%%

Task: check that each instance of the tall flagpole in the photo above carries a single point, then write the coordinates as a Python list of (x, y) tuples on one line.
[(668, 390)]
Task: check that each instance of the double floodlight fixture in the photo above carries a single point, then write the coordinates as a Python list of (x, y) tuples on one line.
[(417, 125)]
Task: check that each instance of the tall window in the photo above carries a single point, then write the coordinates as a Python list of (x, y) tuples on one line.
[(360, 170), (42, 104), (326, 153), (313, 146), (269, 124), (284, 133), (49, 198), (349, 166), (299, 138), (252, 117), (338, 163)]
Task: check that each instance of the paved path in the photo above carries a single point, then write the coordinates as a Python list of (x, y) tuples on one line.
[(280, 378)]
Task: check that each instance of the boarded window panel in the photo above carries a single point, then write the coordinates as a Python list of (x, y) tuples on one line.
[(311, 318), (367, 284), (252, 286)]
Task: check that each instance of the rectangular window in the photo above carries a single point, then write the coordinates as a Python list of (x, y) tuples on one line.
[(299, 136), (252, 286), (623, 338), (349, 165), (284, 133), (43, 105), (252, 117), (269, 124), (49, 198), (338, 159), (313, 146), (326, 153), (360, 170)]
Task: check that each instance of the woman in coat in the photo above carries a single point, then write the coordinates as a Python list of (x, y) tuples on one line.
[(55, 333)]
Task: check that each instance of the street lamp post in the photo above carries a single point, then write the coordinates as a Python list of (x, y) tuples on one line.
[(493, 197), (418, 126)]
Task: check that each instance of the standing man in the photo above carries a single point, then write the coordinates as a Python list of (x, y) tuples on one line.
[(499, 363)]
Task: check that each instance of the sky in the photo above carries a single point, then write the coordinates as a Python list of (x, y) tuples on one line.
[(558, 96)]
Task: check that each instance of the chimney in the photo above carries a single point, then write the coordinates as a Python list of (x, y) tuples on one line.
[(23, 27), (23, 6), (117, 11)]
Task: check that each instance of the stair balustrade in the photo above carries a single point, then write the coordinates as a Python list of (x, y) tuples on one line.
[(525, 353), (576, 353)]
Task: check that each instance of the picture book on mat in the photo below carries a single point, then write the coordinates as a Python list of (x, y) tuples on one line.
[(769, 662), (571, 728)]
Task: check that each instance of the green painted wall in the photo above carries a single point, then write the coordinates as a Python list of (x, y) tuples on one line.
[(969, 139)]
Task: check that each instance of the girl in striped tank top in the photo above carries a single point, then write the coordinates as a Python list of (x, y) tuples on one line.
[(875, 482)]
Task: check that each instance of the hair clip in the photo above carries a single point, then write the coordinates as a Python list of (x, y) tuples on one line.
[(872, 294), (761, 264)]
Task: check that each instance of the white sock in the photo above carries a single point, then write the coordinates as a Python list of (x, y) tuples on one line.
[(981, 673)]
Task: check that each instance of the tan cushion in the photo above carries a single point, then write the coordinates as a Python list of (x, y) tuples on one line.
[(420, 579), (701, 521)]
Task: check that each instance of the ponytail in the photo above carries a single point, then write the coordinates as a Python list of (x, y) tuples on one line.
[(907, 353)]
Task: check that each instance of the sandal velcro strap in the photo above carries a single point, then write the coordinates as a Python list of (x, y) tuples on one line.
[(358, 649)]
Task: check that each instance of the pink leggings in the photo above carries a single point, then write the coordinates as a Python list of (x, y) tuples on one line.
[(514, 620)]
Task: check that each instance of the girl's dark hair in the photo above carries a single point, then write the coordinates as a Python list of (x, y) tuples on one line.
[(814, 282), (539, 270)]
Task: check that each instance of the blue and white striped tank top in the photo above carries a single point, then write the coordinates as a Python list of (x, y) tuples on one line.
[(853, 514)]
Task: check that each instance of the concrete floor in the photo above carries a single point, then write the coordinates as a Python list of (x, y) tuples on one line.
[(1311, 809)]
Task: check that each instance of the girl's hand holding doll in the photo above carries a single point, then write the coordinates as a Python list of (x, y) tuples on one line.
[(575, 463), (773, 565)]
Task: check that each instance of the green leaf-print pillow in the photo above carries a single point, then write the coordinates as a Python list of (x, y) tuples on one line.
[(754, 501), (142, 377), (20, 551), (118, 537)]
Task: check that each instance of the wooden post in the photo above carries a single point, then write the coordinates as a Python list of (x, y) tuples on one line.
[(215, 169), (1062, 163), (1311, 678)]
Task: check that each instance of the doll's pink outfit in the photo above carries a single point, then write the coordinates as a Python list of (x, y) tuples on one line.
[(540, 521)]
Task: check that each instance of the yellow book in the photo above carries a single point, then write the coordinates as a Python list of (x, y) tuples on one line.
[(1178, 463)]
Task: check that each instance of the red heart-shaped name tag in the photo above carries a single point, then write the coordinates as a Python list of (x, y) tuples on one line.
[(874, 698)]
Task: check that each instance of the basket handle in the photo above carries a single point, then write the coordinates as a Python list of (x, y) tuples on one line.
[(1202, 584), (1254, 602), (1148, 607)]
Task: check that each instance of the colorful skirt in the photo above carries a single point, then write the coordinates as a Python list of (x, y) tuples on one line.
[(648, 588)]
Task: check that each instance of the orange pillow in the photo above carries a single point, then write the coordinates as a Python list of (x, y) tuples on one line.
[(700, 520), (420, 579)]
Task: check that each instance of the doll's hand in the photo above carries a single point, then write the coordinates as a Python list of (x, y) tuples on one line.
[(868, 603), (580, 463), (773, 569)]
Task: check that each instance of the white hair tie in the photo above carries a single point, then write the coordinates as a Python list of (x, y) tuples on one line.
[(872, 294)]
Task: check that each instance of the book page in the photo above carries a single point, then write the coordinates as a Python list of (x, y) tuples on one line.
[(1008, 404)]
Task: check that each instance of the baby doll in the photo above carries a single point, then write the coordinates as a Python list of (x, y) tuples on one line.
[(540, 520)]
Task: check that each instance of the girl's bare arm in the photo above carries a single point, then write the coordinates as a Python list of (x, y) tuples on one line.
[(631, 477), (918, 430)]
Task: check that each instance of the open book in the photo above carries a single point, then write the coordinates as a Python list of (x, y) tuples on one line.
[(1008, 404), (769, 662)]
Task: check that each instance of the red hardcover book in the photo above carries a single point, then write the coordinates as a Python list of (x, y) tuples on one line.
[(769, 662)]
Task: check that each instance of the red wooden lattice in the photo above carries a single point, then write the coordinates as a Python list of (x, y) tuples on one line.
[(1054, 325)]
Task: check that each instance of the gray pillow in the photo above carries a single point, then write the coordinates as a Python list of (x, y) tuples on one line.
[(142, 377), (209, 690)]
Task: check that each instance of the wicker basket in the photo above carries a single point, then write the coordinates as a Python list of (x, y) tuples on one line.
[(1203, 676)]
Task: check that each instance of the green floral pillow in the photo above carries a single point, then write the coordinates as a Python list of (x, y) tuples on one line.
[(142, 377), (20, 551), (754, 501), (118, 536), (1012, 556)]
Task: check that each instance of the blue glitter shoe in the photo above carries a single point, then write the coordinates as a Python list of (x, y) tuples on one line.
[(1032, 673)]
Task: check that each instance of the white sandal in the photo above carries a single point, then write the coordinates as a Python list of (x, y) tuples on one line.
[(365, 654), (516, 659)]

%%

=== Short exercise ===
Repeat every line from the start through the one containing "117), (338, 163)]", offsetting each coordinate in the answers by -49 and leaving all other text unchanged.

=== The reply ===
Task: check that each instance of the tall flagpole in the photo above carries a single point, then write the coordinates as a Python list of (x, y) tuples on one line.
[(619, 341)]
Task: check that each instance of the double floodlight fixture in the photo above carries a single point, then write the coordinates as a Python list of (x, y) tuples on one line.
[(368, 76)]
Task: check that each instance of the tall window in the photo above carries a single point, then write the coordinates as a Python list of (x, y) tuples on one line.
[(311, 121), (-7, 55), (277, 104), (264, 97), (220, 75), (235, 84), (0, 149), (300, 117), (250, 89), (203, 68), (289, 114)]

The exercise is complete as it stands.